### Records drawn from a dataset
________________________________________
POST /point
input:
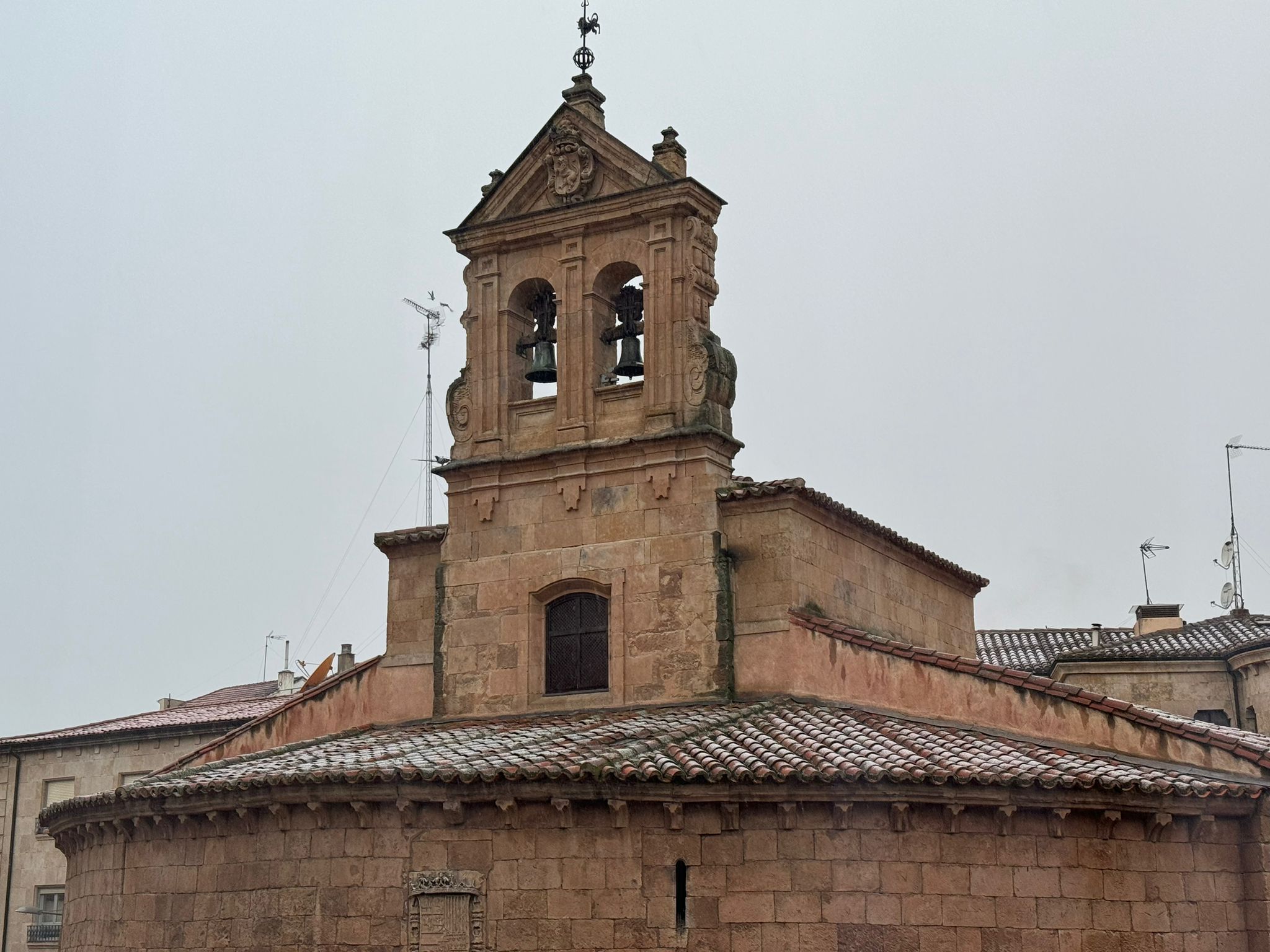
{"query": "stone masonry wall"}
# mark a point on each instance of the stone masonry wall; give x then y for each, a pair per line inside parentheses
(94, 769)
(564, 876)
(790, 555)
(643, 536)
________________________________________
### YOUR OBJECTIVE
Where the records above contain a line with "# mark a point", repeat that line and each later line through the end, exactly, and nothing more.

### YOUR RESPONSE
# mark a point on each instance of the stone masonry wall; give x then y for each, a pair per line inside parentheses
(94, 769)
(564, 876)
(790, 555)
(643, 536)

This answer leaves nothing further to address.